# WHAT THE TASK ASKS:
Only the run of lines from the one containing "Where can the rider's" through the last line should be returned, exactly as written.

* Start RECORDS PROVIDED *

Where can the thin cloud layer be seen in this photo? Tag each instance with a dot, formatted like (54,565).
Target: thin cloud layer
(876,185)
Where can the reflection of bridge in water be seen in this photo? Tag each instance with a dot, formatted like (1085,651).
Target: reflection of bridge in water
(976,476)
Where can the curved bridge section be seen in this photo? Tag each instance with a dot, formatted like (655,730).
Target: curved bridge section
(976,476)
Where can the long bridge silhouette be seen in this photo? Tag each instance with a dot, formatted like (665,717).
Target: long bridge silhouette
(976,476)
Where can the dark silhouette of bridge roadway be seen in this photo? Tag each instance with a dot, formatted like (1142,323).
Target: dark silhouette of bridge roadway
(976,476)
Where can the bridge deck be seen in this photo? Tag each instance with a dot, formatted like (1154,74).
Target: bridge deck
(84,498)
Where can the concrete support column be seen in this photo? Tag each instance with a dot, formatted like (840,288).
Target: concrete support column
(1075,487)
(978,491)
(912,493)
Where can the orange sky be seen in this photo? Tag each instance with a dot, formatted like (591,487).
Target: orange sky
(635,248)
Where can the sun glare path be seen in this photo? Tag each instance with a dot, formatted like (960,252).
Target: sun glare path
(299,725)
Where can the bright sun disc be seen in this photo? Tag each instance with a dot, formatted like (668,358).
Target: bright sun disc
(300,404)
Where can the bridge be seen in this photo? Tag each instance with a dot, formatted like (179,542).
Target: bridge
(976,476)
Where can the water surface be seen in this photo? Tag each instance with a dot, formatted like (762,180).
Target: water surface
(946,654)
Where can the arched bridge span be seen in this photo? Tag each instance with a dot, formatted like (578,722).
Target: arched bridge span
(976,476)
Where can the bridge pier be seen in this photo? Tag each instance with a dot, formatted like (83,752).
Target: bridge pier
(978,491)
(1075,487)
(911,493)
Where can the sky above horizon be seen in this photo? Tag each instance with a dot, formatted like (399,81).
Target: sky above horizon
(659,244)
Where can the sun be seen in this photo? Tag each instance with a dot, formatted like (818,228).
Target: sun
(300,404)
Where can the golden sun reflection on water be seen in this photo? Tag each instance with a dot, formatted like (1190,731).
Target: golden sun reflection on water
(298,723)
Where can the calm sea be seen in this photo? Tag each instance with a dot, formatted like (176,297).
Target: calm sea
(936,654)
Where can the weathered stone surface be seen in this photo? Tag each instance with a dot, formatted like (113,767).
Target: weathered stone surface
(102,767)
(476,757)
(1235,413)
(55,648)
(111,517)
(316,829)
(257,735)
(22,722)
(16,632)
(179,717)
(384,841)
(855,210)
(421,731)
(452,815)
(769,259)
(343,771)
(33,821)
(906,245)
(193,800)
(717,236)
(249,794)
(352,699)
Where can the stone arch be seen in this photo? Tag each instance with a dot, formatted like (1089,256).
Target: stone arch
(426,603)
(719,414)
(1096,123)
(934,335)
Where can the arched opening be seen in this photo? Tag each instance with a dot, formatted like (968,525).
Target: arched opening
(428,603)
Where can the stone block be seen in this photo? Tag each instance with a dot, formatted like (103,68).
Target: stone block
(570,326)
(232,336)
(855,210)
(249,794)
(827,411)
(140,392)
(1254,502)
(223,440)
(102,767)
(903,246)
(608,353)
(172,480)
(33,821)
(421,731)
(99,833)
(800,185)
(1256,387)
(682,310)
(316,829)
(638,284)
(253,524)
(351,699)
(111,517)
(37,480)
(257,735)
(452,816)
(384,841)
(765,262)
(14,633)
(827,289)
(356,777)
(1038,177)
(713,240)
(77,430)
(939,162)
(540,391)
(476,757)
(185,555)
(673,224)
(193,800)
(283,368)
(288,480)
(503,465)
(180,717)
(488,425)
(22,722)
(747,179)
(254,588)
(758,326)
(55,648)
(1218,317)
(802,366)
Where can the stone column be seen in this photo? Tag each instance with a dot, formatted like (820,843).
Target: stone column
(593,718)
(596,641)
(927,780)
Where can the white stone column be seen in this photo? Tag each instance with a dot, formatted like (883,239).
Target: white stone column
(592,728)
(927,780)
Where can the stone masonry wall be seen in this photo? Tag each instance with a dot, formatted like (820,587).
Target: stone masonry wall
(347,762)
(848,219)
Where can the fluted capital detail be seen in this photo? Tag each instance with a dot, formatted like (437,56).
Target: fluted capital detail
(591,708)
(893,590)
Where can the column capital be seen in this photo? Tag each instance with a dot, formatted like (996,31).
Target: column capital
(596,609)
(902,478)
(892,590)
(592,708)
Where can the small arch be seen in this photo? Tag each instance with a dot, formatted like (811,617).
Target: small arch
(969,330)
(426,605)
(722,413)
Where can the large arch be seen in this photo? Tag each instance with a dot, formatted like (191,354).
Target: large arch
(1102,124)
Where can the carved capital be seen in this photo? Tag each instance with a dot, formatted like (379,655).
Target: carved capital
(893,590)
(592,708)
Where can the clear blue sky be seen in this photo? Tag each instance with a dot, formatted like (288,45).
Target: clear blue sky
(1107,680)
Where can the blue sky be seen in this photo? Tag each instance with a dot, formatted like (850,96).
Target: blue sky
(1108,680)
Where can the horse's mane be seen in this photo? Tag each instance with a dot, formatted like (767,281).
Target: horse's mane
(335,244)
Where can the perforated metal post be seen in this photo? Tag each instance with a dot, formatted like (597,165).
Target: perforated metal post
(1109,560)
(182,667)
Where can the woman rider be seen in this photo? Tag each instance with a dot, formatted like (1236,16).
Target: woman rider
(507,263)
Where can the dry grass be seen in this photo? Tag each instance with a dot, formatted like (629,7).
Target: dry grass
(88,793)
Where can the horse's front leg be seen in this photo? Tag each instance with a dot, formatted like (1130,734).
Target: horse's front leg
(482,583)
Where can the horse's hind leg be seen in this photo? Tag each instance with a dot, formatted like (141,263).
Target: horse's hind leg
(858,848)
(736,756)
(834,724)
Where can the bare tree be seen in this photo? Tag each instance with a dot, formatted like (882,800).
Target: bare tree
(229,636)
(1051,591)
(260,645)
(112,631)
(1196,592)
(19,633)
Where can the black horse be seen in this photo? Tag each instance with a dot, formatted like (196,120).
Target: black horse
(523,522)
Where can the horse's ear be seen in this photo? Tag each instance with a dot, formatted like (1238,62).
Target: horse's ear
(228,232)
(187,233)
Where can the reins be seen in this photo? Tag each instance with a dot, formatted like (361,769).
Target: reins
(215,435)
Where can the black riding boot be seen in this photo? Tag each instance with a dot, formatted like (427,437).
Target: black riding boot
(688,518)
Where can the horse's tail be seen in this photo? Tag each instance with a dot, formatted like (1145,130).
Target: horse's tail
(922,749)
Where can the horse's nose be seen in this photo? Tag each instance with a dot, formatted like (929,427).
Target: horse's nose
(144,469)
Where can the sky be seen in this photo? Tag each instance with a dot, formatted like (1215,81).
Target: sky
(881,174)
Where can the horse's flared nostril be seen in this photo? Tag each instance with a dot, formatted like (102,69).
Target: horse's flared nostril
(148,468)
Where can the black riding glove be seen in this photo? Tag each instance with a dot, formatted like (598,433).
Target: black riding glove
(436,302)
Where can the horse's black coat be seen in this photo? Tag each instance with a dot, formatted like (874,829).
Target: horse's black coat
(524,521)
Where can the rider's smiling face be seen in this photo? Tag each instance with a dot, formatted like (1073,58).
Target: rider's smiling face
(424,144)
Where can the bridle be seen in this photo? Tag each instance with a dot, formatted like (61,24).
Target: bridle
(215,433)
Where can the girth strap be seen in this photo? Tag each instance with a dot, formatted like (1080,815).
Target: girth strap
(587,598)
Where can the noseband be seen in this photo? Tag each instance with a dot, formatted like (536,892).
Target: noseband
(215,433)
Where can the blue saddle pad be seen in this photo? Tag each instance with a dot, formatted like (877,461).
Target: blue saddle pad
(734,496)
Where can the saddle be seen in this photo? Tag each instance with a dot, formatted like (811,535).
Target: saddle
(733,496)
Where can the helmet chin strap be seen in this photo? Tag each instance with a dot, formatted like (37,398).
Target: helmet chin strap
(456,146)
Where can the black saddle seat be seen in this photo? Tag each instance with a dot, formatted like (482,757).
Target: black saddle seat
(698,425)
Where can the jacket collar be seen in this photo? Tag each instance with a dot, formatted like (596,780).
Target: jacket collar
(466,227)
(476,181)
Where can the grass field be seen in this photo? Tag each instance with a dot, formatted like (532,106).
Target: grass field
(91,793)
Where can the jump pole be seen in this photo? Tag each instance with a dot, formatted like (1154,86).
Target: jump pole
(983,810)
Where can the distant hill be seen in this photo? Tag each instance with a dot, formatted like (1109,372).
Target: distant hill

* End RECORDS PROVIDED *

# ANSWER TO THE EXERCISE:
Where can the rider's smiling face be seen in this photo? Tag each instance with a dot, formatted like (1073,58).
Target: rider's smiling face
(424,144)
Where can the bridle be seen in this photo? Tag each instance with a dot, formatted like (61,24).
Target: bridle
(215,433)
Where can the girth strap be seen in this photo? Tag each instance with a dot, formatted like (1080,815).
Target: girth strap
(587,598)
Where can the noseband be seen in this photo? Tag each instance with a dot, formatted like (536,892).
Target: noseband
(215,433)
Where can the blue saddle pad be seen in this photo? Tag each instance with a dot, formatted like (877,461).
Target: blue saddle pad
(734,496)
Where can the saddle be seen in this photo? Tag each instance with a dot, formatted like (811,535).
Target: saddle
(733,496)
Where can the helmet chin strap be seen in this photo? Tag each instance with a dot, formatted like (37,398).
Target: helmet chin strap
(456,146)
Where can the black saddle seat be seen in this photo? Tag each instance with a dot, formatted like (482,757).
Target: black saddle seat
(698,425)
Where can the jacket collar be seen in this photo? Tag each instance with a dot, formatted like (596,780).
Target: jacket collar
(466,227)
(476,181)
Where can the grass field be seen in this photo? Tag each instance with a dot, formatted like (532,106).
Target: grass field
(91,793)
Where can the jump pole be seen in this photo? Tag each instance with a dot, formatted like (1154,86).
Target: jump pole
(983,810)
Where can the distant hill be seen in this photo? Tag each instance with a dot, formatted like (1109,372).
Target: distant hill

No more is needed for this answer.